§ **Supplied text**
===============

But as he gazes out at a shiny new Capitol molded in the image of his Hydra pipe dream, Rogers’ reality comes crashing down. The heroes’ final stand was a feint, a diversion that allowed Bucky Barnes to implement the plan he’d hinted at in Secret Empire #8.

Dressed as Captain America and clutching the missing shard of Kobik regurgitated by Barf in Secret Empire #8, Sam appears behind Rogers. As he approaches his former mentor, he pictures the Captain America he knew, confronting Thanos, in a panel homaging this moment from Jim Starlin and Ron Lim's Infinity Gauntlet work. He knows that he is as outmatched as his hero once was. “Hail Hydra,” Sam says, kneeling and offering the prize. He also surrenders his shield, at Rogers’ request.

With a fully reconstituted Cosmic Cube powering his armor, Rogers transcends even godhood -- but his ascension is short-lived, and Bucky’s plan is revealed.

Aided by Ant Man, Barnes shrinks and whips himself at Hydra Cap’s chest, hurtling into the Cosmic Cube as Rogers completes it with the final fragment. Bucky’s gamble pays off. He rightly guessed that Kobik harbored within her the memory of the true Steve Rogers before she corrupted him, and that she could also return to her human form once she was fully restored.

The scene that plays out within the confines of the Cosmic Cube is nothing short of wondrous. In the ruins of a town, a terrified Kobik finds shelter underneath a table in a bombed-out daycare shelter. “I’m sorry I messed up real bad,” she weeps. “I just wanted everyone to be happy—I made him ‘cause I thought Hydra was the best thing.

“But he wasn’t,” she confesses, “He was horrible.”

The Steve Rogers who we know and love comforts the terrified child. Spencer and artist Rod Reis -- who has been drawing the world inside Kobik’s mind during Secret Empire -- deliver one of the most iconic panels in Marvel history. Eyes bright with purpose and compassion, Steve explains: “I’ve been fighting fascists my entire life. And I promise you there is nowhere you can run or hide that will keep you safe from them. There’s only one thing you can do.” He completes his thought in the next panel: “You stand and fight.”

===============

§ **Records shown**
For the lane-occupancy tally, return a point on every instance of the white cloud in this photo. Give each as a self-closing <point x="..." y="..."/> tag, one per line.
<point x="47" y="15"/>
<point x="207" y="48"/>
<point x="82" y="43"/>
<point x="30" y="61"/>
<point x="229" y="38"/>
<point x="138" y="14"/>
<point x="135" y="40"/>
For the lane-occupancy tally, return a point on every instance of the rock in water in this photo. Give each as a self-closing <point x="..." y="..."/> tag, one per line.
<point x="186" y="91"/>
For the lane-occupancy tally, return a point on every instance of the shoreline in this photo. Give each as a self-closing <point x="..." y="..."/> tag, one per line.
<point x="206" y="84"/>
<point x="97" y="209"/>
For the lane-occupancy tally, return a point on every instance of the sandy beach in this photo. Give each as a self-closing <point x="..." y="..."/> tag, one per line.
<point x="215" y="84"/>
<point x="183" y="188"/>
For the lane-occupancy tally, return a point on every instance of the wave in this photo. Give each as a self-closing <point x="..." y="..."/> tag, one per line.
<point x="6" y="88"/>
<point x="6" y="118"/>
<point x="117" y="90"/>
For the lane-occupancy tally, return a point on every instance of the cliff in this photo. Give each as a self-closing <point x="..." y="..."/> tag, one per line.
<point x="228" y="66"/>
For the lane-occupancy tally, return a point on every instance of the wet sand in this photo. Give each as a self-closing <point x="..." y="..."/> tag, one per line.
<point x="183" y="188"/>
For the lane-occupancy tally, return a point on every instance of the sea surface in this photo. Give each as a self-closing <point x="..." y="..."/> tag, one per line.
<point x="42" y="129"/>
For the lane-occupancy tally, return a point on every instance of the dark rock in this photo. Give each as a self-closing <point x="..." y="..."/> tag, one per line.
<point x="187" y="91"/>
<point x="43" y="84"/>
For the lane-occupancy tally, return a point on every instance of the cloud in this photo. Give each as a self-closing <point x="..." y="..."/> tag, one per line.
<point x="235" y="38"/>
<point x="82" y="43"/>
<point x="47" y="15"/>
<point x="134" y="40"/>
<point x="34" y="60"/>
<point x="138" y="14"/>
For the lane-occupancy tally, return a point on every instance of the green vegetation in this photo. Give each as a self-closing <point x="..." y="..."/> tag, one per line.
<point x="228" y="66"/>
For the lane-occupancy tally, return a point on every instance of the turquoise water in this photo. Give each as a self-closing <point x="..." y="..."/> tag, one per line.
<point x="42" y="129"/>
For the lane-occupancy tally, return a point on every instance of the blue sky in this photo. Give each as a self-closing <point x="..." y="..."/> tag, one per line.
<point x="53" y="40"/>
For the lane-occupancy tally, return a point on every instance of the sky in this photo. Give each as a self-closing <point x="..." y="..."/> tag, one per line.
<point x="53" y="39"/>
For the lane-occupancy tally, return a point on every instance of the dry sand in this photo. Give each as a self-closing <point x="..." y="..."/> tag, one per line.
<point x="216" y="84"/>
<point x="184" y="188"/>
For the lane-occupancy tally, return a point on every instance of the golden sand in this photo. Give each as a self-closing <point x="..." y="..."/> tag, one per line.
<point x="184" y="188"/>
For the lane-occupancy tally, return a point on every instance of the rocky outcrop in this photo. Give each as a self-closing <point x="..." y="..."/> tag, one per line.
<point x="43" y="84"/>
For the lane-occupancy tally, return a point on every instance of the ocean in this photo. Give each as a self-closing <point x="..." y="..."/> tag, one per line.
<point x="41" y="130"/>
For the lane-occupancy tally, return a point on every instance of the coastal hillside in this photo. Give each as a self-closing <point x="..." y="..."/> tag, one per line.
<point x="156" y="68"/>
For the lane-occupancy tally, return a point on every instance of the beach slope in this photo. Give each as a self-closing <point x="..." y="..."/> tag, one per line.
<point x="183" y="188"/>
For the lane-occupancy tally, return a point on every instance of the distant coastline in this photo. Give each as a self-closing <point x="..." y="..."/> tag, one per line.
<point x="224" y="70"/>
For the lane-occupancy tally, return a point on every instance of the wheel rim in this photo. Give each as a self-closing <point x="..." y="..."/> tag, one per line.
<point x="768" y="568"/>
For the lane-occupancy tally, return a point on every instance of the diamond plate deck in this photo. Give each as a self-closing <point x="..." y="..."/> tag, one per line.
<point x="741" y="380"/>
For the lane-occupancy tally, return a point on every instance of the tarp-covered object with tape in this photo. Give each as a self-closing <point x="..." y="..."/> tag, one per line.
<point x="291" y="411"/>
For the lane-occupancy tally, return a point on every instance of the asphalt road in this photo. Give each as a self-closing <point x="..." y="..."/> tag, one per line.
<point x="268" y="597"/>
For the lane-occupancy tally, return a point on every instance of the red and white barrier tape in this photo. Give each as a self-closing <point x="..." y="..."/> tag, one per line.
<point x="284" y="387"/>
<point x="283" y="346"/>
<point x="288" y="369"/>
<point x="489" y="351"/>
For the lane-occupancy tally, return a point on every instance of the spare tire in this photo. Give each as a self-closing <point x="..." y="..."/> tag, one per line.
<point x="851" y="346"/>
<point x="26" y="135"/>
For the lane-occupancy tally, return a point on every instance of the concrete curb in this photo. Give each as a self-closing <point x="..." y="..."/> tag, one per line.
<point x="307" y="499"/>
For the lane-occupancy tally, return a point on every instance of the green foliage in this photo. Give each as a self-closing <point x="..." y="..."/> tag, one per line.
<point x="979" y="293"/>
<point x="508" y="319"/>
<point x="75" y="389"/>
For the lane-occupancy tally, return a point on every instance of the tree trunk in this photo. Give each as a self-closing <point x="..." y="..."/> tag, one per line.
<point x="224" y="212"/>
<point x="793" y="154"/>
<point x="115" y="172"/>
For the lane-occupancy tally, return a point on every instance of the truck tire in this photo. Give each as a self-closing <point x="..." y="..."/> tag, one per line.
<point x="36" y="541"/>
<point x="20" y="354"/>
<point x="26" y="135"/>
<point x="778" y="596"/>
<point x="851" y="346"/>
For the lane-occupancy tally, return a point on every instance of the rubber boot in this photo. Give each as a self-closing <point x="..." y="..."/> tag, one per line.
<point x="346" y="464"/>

===============

§ **Task requirements**
1/ Print the entire Secret Empire passage again, word for word.
2/ Pick out each line of the records that contains the word "beach" and copy those lines.

§ **Responses**
1/
But as he gazes out at a shiny new Capitol molded in the image of his Hydra pipe dream, Rogers’ reality comes crashing down. The heroes’ final stand was a feint, a diversion that allowed Bucky Barnes to implement the plan he’d hinted at in Secret Empire #8.

Dressed as Captain America and clutching the missing shard of Kobik regurgitated by Barf in Secret Empire #8, Sam appears behind Rogers. As he approaches his former mentor, he pictures the Captain America he knew, confronting Thanos, in a panel homaging this moment from Jim Starlin and Ron Lim's Infinity Gauntlet work. He knows that he is as outmatched as his hero once was. “Hail Hydra,” Sam says, kneeling and offering the prize. He also surrenders his shield, at Rogers’ request.

With a fully reconstituted Cosmic Cube powering his armor, Rogers transcends even godhood -- but his ascension is short-lived, and Bucky’s plan is revealed.

Aided by Ant Man, Barnes shrinks and whips himself at Hydra Cap’s chest, hurtling into the Cosmic Cube as Rogers completes it with the final fragment. Bucky’s gamble pays off. He rightly guessed that Kobik harbored within her the memory of the true Steve Rogers before she corrupted him, and that she could also return to her human form once she was fully restored.

The scene that plays out within the confines of the Cosmic Cube is nothing short of wondrous. In the ruins of a town, a terrified Kobik finds shelter underneath a table in a bombed-out daycare shelter. “I’m sorry I messed up real bad,” she weeps. “I just wanted everyone to be happy—I made him ‘cause I thought Hydra was the best thing.

“But he wasn’t,” she confesses, “He was horrible.”

The Steve Rogers who we know and love comforts the terrified child. Spencer and artist Rod Reis -- who has been drawing the world inside Kobik’s mind during Secret Empire -- deliver one of the most iconic panels in Marvel history. Eyes bright with purpose and compassion, Steve explains: “I’ve been fighting fascists my entire life. And I promise you there is nowhere you can run or hide that will keep you safe from them. There’s only one thing you can do.” He completes his thought in the next panel: “You stand and fight.”

2/
For the lane-occupancy tally, return a point on every instance of the sandy beach in this photo. Give each as a self-closing <point x="..." y="..."/> tag, one per line.
For the lane-occupancy tally, return a point on every instance of the beach slope in this photo. Give each as a self-closing <point x="..." y="..."/> tag, one per line.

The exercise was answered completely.